Hannah Christina’s Rosie and Emilio Encinoso-Gil’s Rex in Pocklington Arts Centre’s Christmas show, Jingle All The Way

Deer double act of the week: Jingle All The Way, Pocklington Arts Centre, today, tomorrow, 1.30pm; Monday, 4.30pm; Tuesday, 10.30am and 4.30pm  

FROM the team behind The Elves And The Shoemaker Save Christmas and Jack Frost’s Christmas Wish comes Elizabeth Godber’s latest Christmas family adventure, co-directed by Jane Thornton with musical direction by Dylan Allcock.

Reindeer siblings Rex (Emilio Encinoso-Gil) and Rosie (Hannah Christina) are reluctant to start at a new school just before Christmas, especially when that school is the East Riding Reindeer Academy, home of supreme athletes. Santa, however, has a position free on his sleigh squad; could this be Rex’s big chance? Box office: 01759 301547 or pocklingtonartscentre.co.uk.

Northern Ballet’s dancers in a flurry of snow in The Nutcracker at Leeds Grand Theatre. Picture: Sophie Beth Jones

Ballet of the week: Northern Ballet in The Nutcracker, Leeds Grand Theatre, until January 4 2026

LEEDS company Northern Ballet’s much-loved festive production of The Nutcracker – premiered in 2007 – is revived anew this winter, featuring lavish costumes and Charles Cusick Smith sets that capture the 19th century Regency England setting beautifully for the timeless story of Clara and her wooden Nutcracker doll. As the clock strikes midnight, she finds herself being whisked away on a magical adventure filled with dancing snowflakes and a whole host of colourful characters.

#### [Input records]

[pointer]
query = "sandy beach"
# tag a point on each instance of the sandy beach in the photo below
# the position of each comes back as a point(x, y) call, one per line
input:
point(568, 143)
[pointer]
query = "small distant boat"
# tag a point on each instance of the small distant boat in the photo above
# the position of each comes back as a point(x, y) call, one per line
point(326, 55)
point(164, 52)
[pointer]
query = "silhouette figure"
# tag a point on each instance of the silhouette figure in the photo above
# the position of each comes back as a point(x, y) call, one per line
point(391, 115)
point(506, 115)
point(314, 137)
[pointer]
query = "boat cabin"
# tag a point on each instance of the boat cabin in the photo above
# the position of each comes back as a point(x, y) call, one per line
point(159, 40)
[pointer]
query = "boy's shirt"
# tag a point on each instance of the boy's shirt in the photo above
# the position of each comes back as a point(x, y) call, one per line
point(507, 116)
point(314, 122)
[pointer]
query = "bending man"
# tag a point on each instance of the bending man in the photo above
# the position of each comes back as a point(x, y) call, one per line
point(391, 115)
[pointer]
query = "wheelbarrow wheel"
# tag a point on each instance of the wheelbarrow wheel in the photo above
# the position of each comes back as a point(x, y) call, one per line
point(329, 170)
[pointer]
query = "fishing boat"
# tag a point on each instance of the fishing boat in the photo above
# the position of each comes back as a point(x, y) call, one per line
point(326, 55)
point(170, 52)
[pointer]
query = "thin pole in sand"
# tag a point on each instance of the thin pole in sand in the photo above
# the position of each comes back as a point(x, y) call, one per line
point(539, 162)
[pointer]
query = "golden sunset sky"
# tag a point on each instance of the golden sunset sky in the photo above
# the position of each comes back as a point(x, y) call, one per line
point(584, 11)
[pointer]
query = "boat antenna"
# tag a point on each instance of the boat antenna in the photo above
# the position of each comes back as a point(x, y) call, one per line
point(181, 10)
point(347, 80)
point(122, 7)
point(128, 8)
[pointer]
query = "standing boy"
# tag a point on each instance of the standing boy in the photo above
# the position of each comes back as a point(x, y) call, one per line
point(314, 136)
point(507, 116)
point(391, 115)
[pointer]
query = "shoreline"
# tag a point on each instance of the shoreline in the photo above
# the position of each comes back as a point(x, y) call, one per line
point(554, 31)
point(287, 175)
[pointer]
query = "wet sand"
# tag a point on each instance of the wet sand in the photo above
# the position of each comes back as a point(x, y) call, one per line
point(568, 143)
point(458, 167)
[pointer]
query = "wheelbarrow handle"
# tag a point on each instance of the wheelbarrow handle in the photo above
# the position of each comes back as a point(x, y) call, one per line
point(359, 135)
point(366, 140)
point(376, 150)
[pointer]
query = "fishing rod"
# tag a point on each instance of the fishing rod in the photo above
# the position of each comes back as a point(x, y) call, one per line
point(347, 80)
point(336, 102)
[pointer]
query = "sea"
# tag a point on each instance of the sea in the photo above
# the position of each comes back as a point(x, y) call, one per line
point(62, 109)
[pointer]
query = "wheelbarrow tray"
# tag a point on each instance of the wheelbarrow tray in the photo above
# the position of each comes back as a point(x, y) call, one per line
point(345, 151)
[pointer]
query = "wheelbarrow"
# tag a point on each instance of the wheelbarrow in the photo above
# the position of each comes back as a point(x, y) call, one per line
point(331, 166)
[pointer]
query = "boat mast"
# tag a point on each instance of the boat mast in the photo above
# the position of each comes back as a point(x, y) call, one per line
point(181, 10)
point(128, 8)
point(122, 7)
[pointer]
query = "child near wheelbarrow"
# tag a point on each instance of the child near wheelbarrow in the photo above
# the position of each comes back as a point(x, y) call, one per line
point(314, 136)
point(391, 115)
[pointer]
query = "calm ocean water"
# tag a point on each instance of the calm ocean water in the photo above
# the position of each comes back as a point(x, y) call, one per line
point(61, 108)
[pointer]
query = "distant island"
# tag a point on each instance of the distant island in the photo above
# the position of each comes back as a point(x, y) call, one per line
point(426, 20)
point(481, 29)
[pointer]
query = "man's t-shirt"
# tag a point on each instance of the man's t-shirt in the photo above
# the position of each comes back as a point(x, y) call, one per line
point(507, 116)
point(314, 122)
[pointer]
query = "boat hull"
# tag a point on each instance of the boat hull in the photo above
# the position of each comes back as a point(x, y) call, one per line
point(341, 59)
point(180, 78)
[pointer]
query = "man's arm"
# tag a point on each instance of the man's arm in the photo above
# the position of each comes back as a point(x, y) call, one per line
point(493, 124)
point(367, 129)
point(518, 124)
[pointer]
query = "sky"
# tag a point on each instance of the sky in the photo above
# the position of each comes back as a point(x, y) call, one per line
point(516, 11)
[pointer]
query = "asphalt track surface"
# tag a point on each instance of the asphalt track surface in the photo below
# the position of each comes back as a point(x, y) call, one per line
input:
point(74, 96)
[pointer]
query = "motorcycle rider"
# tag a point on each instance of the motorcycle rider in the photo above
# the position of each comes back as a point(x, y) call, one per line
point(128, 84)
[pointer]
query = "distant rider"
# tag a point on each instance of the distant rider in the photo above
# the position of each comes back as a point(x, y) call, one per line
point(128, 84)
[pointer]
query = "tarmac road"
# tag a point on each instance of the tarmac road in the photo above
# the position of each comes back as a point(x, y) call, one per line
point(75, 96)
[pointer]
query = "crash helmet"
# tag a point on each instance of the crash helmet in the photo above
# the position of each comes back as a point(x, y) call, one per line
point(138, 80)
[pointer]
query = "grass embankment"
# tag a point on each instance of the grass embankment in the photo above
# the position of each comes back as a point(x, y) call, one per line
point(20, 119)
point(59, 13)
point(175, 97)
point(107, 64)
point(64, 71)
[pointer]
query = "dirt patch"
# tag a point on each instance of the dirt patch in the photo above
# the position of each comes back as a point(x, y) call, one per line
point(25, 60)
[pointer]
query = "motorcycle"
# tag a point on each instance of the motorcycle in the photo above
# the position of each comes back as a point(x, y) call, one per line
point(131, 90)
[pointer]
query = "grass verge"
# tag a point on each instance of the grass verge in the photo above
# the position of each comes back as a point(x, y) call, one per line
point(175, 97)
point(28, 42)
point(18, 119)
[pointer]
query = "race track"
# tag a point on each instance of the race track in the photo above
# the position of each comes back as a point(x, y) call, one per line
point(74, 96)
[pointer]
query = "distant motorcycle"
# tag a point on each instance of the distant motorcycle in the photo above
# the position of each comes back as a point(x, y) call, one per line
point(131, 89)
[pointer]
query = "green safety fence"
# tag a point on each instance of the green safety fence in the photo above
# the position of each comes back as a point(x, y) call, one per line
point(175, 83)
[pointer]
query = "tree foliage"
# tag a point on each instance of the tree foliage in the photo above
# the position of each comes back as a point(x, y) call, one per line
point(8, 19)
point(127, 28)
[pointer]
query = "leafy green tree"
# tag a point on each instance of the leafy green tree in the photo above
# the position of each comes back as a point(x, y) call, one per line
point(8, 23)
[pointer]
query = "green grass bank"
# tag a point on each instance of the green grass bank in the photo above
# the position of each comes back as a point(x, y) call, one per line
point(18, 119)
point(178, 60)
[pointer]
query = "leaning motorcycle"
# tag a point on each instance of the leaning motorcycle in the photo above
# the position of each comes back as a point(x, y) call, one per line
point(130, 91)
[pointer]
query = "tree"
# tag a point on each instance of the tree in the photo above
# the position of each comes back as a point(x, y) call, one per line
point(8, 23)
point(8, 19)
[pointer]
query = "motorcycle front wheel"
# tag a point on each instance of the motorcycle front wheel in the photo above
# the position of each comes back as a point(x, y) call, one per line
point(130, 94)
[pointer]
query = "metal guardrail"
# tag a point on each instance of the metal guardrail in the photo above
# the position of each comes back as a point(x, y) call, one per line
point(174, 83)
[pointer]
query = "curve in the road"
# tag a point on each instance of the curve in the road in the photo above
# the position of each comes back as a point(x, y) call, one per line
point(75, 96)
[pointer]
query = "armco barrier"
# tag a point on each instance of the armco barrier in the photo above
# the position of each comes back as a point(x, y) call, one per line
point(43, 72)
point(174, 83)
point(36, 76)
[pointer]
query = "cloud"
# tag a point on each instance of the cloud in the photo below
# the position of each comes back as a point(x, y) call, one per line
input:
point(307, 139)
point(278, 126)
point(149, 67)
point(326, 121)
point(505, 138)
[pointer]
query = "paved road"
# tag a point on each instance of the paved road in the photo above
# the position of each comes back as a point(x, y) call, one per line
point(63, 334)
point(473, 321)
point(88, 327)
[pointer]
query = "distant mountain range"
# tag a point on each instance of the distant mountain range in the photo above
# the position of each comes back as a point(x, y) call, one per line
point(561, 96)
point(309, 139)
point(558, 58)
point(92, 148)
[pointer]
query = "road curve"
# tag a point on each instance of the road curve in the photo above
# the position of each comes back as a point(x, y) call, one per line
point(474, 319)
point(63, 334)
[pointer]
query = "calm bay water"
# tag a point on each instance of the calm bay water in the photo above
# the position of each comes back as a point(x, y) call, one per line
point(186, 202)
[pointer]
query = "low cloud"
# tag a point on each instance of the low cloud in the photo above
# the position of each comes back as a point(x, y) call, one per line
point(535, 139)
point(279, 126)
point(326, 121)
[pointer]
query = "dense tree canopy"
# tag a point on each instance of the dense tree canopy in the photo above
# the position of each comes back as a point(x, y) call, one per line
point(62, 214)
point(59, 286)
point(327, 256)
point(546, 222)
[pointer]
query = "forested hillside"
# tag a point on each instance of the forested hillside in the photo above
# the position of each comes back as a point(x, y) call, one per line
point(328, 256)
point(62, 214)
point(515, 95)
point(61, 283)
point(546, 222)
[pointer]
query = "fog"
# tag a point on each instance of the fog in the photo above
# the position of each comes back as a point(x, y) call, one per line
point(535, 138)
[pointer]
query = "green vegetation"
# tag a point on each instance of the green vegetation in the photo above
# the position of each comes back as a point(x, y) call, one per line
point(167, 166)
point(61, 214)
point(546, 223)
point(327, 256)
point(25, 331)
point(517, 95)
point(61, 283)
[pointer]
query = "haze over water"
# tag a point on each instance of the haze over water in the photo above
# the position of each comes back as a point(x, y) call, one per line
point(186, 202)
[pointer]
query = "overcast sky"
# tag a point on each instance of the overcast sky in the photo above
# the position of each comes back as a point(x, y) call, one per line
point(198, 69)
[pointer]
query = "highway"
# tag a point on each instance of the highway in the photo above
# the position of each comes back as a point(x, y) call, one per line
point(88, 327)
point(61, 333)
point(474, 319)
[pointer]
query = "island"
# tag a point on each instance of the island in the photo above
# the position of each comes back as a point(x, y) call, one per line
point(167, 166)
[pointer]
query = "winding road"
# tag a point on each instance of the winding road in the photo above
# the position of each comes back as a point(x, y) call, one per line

#### [Task requirements]
**A)** From the theatre listings, please extract everything from "Ballet of the" down to "of colourful characters.".
**B)** Rewrite everything from the start of the entries down to the line containing "point(314, 137)" in full, adding 86 to every x and y coordinate in the answers. Give only those lines.

#### [Outputs for the tasks]
**A)**
Ballet of the week: Northern Ballet in The Nutcracker, Leeds Grand Theatre, until January 4 2026

LEEDS company Northern Ballet’s much-loved festive production of The Nutcracker – premiered in 2007 – is revived anew this winter, featuring lavish costumes and Charles Cusick Smith sets that capture the 19th century Regency England setting beautifully for the timeless story of Clara and her wooden Nutcracker doll. As the clock strikes midnight, she finds herself being whisked away on a magical adventure filled with dancing snowflakes and a whole host of colourful characters.

**B)**
[pointer]
query = "sandy beach"
# tag a point on each instance of the sandy beach in the photo below
# the position of each comes back as a point(x, y) call, one per line
input:
point(654, 229)
[pointer]
query = "small distant boat"
# tag a point on each instance of the small distant boat in the photo above
# the position of each comes back as a point(x, y) call, one per line
point(412, 141)
point(250, 138)
[pointer]
query = "silhouette figure"
# tag a point on each instance of the silhouette figure in the photo above
# the position of each comes back as a point(x, y) call, one per line
point(477, 201)
point(592, 201)
point(400, 223)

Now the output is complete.